◆ ENTRIES PROVIDED ◆
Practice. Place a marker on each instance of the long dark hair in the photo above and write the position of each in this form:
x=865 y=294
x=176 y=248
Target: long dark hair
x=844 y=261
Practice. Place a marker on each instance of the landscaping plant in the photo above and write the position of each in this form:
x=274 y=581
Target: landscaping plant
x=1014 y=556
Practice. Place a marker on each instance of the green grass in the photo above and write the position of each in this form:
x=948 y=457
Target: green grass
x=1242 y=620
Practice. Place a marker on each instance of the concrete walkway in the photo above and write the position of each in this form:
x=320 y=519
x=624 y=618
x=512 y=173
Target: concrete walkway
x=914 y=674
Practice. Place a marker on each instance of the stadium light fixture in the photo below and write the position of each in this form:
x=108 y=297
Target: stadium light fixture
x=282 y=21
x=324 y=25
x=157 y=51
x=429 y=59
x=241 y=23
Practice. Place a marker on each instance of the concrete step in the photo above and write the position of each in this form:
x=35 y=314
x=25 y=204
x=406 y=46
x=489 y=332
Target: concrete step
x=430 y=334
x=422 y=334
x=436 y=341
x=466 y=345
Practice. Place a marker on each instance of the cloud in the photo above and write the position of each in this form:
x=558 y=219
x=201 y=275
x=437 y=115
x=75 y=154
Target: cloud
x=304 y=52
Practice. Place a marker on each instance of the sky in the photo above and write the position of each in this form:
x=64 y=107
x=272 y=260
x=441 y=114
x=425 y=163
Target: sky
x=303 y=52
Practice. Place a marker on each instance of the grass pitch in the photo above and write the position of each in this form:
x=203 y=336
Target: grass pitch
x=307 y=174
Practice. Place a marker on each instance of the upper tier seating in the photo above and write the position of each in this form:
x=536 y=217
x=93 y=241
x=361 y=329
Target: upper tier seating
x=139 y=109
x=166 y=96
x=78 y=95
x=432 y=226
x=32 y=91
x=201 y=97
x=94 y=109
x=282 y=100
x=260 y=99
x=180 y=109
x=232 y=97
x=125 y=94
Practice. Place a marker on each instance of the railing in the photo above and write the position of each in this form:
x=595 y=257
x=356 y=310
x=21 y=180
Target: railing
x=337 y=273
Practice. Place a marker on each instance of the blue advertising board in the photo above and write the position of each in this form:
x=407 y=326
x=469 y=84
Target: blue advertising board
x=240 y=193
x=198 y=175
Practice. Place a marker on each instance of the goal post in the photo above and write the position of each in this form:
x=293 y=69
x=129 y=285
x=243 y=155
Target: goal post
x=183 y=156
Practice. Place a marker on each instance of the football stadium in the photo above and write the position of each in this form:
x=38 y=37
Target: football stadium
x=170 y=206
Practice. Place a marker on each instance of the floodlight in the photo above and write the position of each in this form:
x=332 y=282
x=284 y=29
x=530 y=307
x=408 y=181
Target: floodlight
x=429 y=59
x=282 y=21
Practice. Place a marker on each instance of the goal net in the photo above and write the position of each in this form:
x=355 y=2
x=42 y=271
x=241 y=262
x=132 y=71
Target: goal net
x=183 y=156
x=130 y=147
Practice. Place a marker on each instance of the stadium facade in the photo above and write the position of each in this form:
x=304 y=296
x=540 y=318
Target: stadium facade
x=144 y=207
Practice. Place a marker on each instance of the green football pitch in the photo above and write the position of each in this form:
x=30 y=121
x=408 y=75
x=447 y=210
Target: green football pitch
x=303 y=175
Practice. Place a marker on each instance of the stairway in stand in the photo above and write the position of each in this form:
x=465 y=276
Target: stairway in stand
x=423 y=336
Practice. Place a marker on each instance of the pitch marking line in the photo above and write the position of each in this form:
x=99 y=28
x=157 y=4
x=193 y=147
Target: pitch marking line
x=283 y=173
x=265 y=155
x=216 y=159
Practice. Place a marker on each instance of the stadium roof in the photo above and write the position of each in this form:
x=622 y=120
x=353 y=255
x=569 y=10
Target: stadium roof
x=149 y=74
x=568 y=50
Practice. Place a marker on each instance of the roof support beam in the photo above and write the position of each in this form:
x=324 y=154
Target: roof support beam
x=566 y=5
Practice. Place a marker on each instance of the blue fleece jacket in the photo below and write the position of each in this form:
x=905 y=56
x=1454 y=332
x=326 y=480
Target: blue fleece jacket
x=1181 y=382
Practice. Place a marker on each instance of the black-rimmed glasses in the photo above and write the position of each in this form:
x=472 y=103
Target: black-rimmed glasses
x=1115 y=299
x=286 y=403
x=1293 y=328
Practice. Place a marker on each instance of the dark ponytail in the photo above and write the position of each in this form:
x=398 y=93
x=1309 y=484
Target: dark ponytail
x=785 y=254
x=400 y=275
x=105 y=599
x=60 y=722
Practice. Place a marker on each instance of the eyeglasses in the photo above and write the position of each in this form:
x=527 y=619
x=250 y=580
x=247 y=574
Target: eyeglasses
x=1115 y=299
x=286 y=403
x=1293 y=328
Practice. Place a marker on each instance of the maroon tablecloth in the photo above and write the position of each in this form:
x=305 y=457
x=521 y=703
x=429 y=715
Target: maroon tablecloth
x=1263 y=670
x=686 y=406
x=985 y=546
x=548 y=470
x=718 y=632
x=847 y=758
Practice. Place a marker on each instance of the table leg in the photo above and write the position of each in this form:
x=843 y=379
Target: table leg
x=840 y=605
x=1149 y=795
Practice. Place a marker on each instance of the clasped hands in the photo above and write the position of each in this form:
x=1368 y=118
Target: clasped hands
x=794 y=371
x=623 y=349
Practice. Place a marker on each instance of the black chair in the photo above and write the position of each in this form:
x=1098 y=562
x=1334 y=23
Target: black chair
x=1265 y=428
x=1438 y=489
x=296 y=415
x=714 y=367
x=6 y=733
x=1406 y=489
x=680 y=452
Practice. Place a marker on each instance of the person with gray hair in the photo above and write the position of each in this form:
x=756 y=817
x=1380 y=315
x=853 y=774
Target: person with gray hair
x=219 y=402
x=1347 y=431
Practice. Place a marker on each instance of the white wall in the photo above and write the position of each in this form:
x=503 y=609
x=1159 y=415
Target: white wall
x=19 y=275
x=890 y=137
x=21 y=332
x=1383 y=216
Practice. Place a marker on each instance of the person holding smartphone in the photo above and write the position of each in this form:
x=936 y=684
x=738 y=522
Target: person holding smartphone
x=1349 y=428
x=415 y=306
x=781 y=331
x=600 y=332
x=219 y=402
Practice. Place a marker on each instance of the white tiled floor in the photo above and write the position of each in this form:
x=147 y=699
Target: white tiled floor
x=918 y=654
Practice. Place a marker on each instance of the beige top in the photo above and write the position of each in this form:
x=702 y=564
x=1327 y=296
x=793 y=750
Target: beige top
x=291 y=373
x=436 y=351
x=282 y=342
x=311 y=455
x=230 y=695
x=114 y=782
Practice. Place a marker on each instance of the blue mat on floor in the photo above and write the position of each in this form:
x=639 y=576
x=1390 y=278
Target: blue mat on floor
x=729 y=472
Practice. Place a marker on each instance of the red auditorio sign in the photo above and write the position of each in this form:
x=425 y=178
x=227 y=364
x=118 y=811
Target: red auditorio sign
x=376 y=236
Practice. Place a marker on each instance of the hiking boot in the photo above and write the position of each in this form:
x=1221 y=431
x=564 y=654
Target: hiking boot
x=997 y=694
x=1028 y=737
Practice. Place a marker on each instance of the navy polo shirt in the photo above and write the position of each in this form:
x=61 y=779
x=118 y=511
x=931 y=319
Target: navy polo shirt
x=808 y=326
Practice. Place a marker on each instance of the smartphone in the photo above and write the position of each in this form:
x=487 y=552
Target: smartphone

◆ PROBLEM DETAILS ◆
Please copy every row above word for word, changing nothing.

◆ RESULT OF THIS EXERCISE ◆
Practice. Place a marker on each instance of the long dark hair in the photo above and write the position of each in this form:
x=865 y=294
x=176 y=248
Target: long dark hair
x=844 y=261
Practice. Place a marker on each instance of the landscaping plant in the photo above and write the position of each in this form:
x=274 y=581
Target: landscaping plant
x=1014 y=556
Practice. Place a marker on each instance of the green grass in the photo above and write the position of each in this form:
x=948 y=457
Target: green grass
x=1242 y=620
Practice. Place a marker on each instance of the concrete walkway in the photo above and write the position of each in this form:
x=320 y=519
x=624 y=618
x=512 y=173
Target: concrete walkway
x=914 y=674
Practice. Place a marker on each instance of the stadium light fixture in the photo below and write the position of each in this form:
x=108 y=297
Target: stadium light fixture
x=282 y=21
x=324 y=25
x=157 y=51
x=429 y=59
x=241 y=23
Practice. Place a marker on each instance of the concrete step in the photo above and write the position of each in this form:
x=35 y=314
x=25 y=204
x=406 y=46
x=489 y=332
Target: concrete step
x=430 y=334
x=422 y=334
x=436 y=341
x=466 y=345
Practice. Place a marker on each instance of the cloud in the photo above and write the position of each in this form:
x=558 y=219
x=201 y=275
x=437 y=115
x=75 y=154
Target: cloud
x=304 y=52
Practice. Place a marker on each instance of the sky in the photo above and write the position of each in this form:
x=64 y=107
x=272 y=260
x=441 y=114
x=425 y=163
Target: sky
x=303 y=52
Practice. Place a marker on each instance of the grass pitch in the photo above and write the position of each in this form:
x=203 y=336
Target: grass pitch
x=307 y=174
Practice. Place a marker on each instance of the upper tier seating in the photo above and write the position of each in this form:
x=536 y=217
x=93 y=241
x=361 y=329
Target: upper tier seating
x=139 y=109
x=166 y=96
x=78 y=95
x=432 y=226
x=32 y=91
x=201 y=97
x=94 y=109
x=282 y=100
x=260 y=99
x=180 y=109
x=232 y=97
x=125 y=94
Practice. Place a marker on each instance of the railing in the photo above and write the position of each in this form:
x=595 y=257
x=356 y=310
x=21 y=180
Target: railing
x=337 y=273
Practice. Place a marker on each instance of the blue advertising board in the photo above and write the position of each in this form:
x=407 y=326
x=469 y=84
Target: blue advertising board
x=240 y=193
x=198 y=175
Practice. Place a marker on each instance of the goal post in the photo above and write the position of each in this form:
x=293 y=69
x=129 y=285
x=243 y=155
Target: goal post
x=183 y=156
Practice. Place a marker on each instance of the football stadium in the photo above and write the position of each in this form:
x=38 y=37
Target: football stadium
x=170 y=206
Practice. Place a marker on each instance of the floodlight in the photo above and write the position of each in this form:
x=332 y=282
x=284 y=29
x=530 y=307
x=408 y=181
Target: floodlight
x=429 y=59
x=282 y=21
Practice. Place a marker on each instance of the goal net in the photo above and write the position of each in this form:
x=355 y=2
x=42 y=271
x=241 y=262
x=132 y=71
Target: goal net
x=183 y=156
x=130 y=147
Practice. Place a marker on each instance of the stadium facade in the photo above and write the position of each in this form:
x=304 y=296
x=540 y=318
Target: stadium facade
x=144 y=207
Practice. Place a marker on each instance of the green football pitch in the photo above and write the position of each in this form:
x=30 y=121
x=408 y=75
x=447 y=210
Target: green football pitch
x=303 y=175
Practice. Place a marker on each instance of the stairway in stand in the photo above and write the position of each in this form:
x=465 y=276
Target: stairway in stand
x=423 y=336
Practice. Place a marker on each instance of the pitch marking line in the photo above and write the position of each in this form:
x=99 y=28
x=157 y=4
x=193 y=147
Target: pitch marking line
x=283 y=173
x=265 y=155
x=216 y=159
Practice. Place a marker on each instance of the stadium roof in the photo above and write the position of each in this form:
x=622 y=120
x=353 y=255
x=569 y=10
Target: stadium roof
x=149 y=74
x=568 y=50
Practice. Place a marker on each instance of the roof support beam in the photo above and write the position of each in this form:
x=324 y=154
Target: roof support beam
x=566 y=5
Practice. Place a marker on each instance of the blue fleece jacket in the photo below and write the position of each in this form:
x=905 y=56
x=1454 y=332
x=326 y=480
Target: blue fleece jacket
x=1181 y=382
Practice. Place a marker on each instance of the black-rimmed glasses in the photo above and write the position of each in this form:
x=472 y=103
Target: black-rimmed glasses
x=1115 y=299
x=286 y=403
x=1293 y=328
Practice. Place a marker on each instance of the dark ponytail in the photo above and write the position of each in this form:
x=398 y=93
x=1309 y=484
Target: dark ponytail
x=785 y=254
x=400 y=275
x=105 y=599
x=60 y=722
Practice. Place a marker on each instance of the eyeglasses in the photo above and write the position of each in this form:
x=527 y=619
x=250 y=580
x=247 y=574
Target: eyeglasses
x=1115 y=299
x=286 y=403
x=1293 y=328
Practice. Place a marker on each instance of the maroon tablecloth in the photo above and write the position of each in this form:
x=305 y=457
x=521 y=703
x=429 y=715
Target: maroon tablecloth
x=1263 y=670
x=686 y=406
x=985 y=546
x=548 y=470
x=718 y=632
x=847 y=758
Practice. Place a marker on each instance of the table leg in the photo above and write the position of each in this form:
x=843 y=379
Target: table leg
x=840 y=605
x=1149 y=795
Practice. Place a marker on each instance of the clasped hands in the photo above and write the position of each in this form:
x=1368 y=118
Target: clasped hands
x=794 y=371
x=623 y=349
Practice. Place a marker on each instance of the black chair in the photo above and write the position of each in this form:
x=1098 y=562
x=1334 y=23
Target: black chair
x=1265 y=428
x=1438 y=489
x=296 y=415
x=714 y=367
x=6 y=733
x=1406 y=489
x=680 y=452
Practice. Place a marker on each instance of the person with gray hair in the photo above and write the position of each in this form:
x=756 y=817
x=1380 y=315
x=853 y=774
Target: person with gray hair
x=219 y=402
x=1347 y=431
Practice. Place a marker on each instance of the white wall in the photo above and write the position of each in this form:
x=503 y=609
x=1159 y=415
Target: white wall
x=19 y=275
x=890 y=137
x=21 y=332
x=1383 y=216
Practice. Place a marker on each instance of the person holding smartphone in the photo above and write the position of each in this form:
x=936 y=684
x=738 y=522
Target: person holding smartphone
x=1349 y=428
x=415 y=306
x=781 y=331
x=600 y=332
x=219 y=402
Practice. Place a marker on each instance of the white tiled floor in the photo above and write the position of each in this form:
x=147 y=699
Target: white tiled floor
x=918 y=654
Practice. Place a marker on each instance of the beige top in the photo above and write the position of each in this form:
x=702 y=564
x=1327 y=296
x=793 y=750
Target: beige top
x=291 y=373
x=436 y=351
x=282 y=342
x=311 y=455
x=230 y=695
x=114 y=782
Practice. Place a marker on each instance of the blue mat on floor in the photo above and write the position of each in this form:
x=639 y=576
x=1390 y=278
Target: blue mat on floor
x=729 y=472
Practice. Place a marker on each instance of the red auditorio sign in the photo above and write the position of each in this form:
x=425 y=178
x=227 y=364
x=118 y=811
Target: red auditorio sign
x=376 y=236
Practice. Place a marker on each instance of the hiking boot in the photo above and write the position of each in this form:
x=1221 y=431
x=564 y=654
Target: hiking boot
x=997 y=694
x=1028 y=737
Practice. Place a marker on each instance of the navy polo shirt in the photo above and write the position of each in this form:
x=61 y=779
x=118 y=511
x=931 y=319
Target: navy polo shirt
x=808 y=326
Practice. Place a marker on each instance of the smartphone in the photo above and write the position of each in this form:
x=487 y=552
Target: smartphone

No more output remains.